STATED GOAL:
In the listing below, from the line holding "Highlight referee in the picture above." through the line holding "xmin=26 ymin=371 xmax=200 ymax=563", inclusive, swap "referee" for "official" and give those lines again with nothing else changed. Leave the pictures out of the answer.

(Image listing on named regions)
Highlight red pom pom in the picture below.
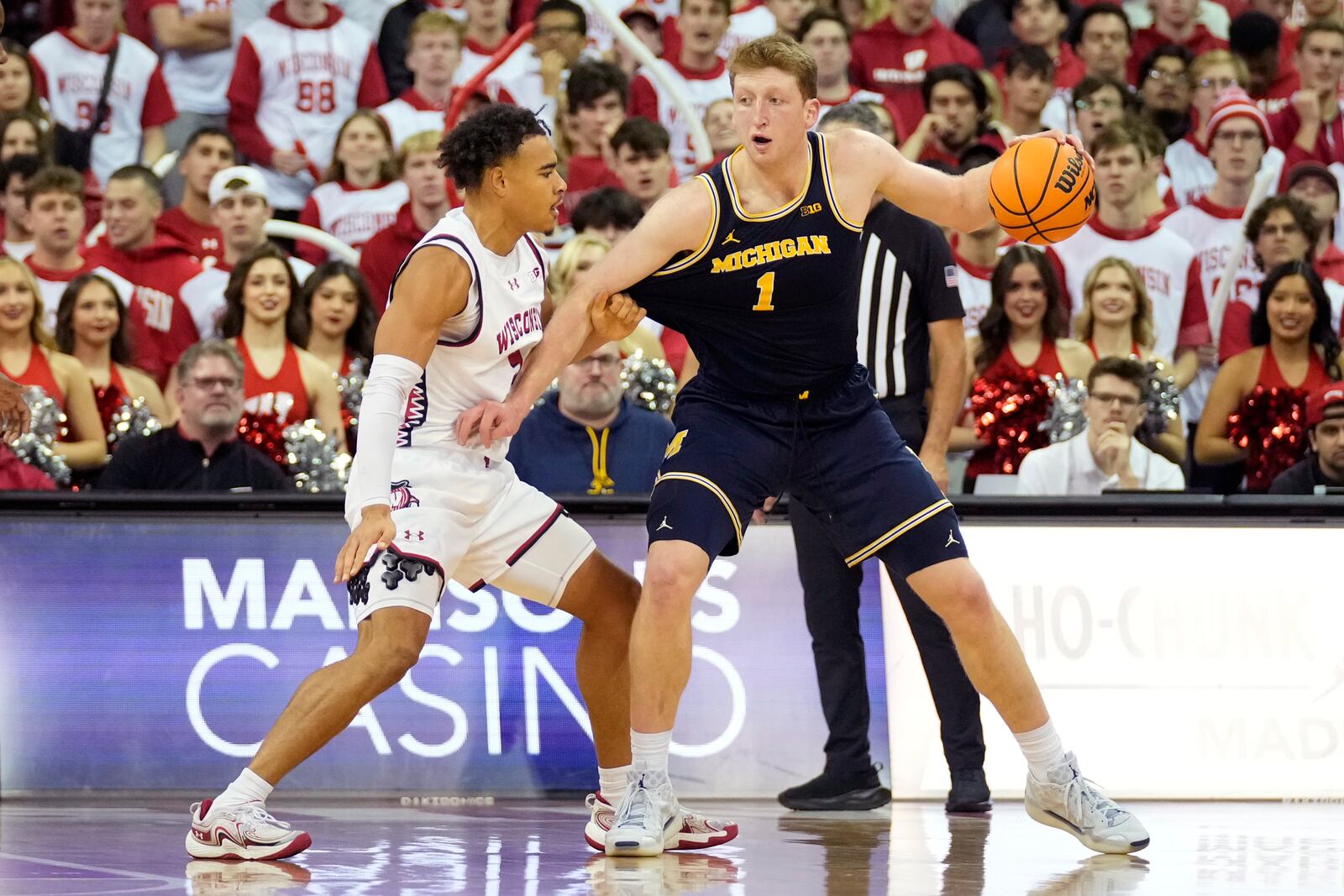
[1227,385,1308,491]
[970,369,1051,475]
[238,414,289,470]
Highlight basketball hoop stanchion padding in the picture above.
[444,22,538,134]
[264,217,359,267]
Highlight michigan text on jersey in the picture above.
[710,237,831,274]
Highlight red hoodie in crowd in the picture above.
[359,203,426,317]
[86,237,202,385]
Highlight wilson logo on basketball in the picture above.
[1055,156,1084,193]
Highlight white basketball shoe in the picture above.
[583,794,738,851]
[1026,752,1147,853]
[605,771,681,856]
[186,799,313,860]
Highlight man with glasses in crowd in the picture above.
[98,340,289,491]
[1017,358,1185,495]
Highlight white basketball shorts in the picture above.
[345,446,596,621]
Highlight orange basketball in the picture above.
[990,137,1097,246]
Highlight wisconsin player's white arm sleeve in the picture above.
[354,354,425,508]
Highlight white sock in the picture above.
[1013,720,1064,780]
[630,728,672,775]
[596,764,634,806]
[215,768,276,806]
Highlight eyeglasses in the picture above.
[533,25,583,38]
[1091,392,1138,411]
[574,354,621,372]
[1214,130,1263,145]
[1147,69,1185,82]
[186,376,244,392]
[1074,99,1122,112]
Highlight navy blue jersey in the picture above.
...
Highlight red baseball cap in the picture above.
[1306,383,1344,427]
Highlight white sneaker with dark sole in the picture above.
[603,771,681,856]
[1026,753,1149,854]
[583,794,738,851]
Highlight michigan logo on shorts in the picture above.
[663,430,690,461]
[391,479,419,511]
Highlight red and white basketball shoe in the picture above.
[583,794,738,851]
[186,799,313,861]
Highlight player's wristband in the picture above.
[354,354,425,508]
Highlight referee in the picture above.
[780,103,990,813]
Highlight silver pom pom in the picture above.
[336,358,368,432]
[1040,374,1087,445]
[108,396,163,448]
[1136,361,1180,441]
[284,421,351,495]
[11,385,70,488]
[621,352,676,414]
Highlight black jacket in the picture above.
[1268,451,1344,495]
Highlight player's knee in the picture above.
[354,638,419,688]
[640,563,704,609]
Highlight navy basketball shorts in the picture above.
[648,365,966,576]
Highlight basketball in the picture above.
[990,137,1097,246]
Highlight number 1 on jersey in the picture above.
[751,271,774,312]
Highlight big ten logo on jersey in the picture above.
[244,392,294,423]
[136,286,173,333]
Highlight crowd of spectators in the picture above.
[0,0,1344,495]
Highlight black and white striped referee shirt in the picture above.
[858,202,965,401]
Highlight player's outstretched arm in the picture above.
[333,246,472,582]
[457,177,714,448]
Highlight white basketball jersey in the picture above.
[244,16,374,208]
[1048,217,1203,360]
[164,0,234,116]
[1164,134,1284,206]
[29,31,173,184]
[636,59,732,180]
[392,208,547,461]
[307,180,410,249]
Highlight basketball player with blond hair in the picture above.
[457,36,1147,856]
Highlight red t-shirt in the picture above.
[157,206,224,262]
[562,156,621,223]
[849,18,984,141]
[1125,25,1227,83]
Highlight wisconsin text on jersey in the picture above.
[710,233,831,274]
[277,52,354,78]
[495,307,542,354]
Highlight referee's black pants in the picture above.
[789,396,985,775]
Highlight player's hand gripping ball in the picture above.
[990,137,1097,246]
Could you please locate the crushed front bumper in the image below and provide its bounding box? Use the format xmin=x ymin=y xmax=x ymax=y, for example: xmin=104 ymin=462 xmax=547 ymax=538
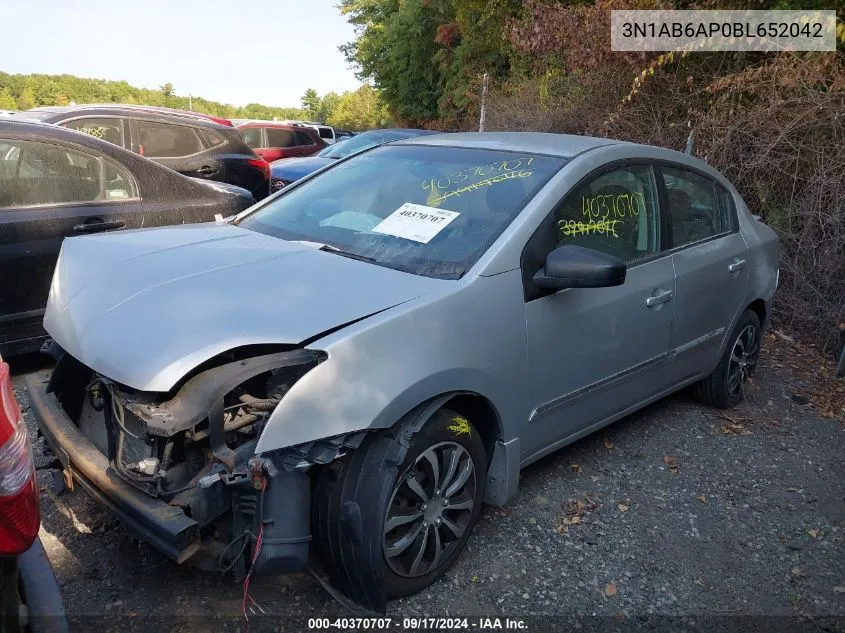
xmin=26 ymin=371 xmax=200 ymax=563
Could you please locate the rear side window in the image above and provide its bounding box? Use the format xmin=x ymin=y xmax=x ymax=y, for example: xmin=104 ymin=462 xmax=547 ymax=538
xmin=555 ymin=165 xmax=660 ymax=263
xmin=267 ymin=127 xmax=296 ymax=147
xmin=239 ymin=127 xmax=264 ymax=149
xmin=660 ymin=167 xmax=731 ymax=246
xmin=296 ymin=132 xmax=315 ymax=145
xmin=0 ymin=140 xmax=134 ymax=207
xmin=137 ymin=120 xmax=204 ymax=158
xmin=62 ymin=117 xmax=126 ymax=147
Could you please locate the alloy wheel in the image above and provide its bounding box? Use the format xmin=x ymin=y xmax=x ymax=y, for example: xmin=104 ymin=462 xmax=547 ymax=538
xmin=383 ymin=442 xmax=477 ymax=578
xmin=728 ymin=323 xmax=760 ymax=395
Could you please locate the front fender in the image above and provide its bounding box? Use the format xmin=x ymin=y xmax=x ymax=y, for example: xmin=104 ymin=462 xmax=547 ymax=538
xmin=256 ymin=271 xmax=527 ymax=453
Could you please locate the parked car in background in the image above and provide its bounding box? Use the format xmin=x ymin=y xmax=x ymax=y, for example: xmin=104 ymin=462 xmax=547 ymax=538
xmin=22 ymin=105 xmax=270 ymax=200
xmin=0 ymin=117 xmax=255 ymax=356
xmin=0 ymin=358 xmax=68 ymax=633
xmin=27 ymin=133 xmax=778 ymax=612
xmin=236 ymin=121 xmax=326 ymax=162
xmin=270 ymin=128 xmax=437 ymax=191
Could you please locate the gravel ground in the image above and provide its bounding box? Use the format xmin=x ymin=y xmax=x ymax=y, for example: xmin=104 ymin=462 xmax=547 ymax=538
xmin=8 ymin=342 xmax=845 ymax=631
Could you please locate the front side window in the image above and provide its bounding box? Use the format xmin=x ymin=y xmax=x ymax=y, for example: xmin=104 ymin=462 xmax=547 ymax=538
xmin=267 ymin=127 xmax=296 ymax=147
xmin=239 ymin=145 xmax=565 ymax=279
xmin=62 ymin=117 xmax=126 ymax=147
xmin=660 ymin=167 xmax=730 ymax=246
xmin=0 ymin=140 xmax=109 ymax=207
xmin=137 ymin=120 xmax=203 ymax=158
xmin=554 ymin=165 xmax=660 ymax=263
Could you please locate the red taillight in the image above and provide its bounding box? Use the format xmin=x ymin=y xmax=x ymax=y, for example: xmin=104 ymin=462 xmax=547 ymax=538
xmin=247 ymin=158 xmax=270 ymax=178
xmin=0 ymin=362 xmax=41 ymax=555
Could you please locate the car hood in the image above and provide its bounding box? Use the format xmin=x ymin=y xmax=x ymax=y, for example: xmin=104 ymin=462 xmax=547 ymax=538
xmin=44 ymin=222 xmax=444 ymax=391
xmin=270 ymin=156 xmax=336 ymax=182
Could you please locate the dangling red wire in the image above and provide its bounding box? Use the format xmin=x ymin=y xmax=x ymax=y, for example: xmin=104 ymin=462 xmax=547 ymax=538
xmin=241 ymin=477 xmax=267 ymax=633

SOLUTION TO THIS PROBLEM:
Highlight official in the picture above.
[780,103,990,813]
Highlight silver pom pom in the picture above.
[336,358,368,432]
[1040,374,1087,445]
[108,396,163,448]
[1136,361,1180,441]
[284,421,351,495]
[11,385,70,488]
[621,352,676,414]
Highlight black jacket in the picture above.
[1268,451,1344,495]
Highlight player's knee in the picture above.
[354,638,419,688]
[640,563,704,609]
Highlight navy basketball shorts in the picture above.
[648,365,966,576]
Highlight basketball in the picture above.
[990,137,1097,246]
Highlight number 1 on jersey in the picture above.
[751,271,774,312]
Highlight big ten logo on jersey in the picture above.
[244,392,294,423]
[136,286,173,333]
Highlight crowd of spectators in the picture above.
[0,0,1344,495]
Highlight black and white striped official shirt in the picture above.
[858,202,965,401]
Highlight player's outstretched arm in the picture above.
[333,246,472,582]
[457,177,714,448]
Highlight white basketball jersey in the picture above.
[244,16,374,208]
[1048,217,1203,360]
[164,0,234,116]
[1164,134,1284,206]
[29,31,173,184]
[636,59,732,180]
[392,208,547,461]
[307,180,410,249]
Highlight basketball player with blond hair in the picture above.
[457,36,1147,856]
Highlight red t-shirt in the picture above.
[157,206,224,262]
[562,156,621,223]
[849,18,984,141]
[1125,25,1227,83]
Highlight wisconsin text on jersey in the picture above.
[710,233,831,274]
[277,52,354,78]
[495,307,542,354]
Highlight official's black pants in the picture above.
[789,396,985,775]
Highlight player's hand gripping ball in the picture above.
[990,137,1097,246]
Could you please locate the crushed front bumper in the image below and provide its bounding box? Use the format xmin=x ymin=y xmax=x ymax=y, for example: xmin=104 ymin=462 xmax=547 ymax=538
xmin=26 ymin=371 xmax=200 ymax=563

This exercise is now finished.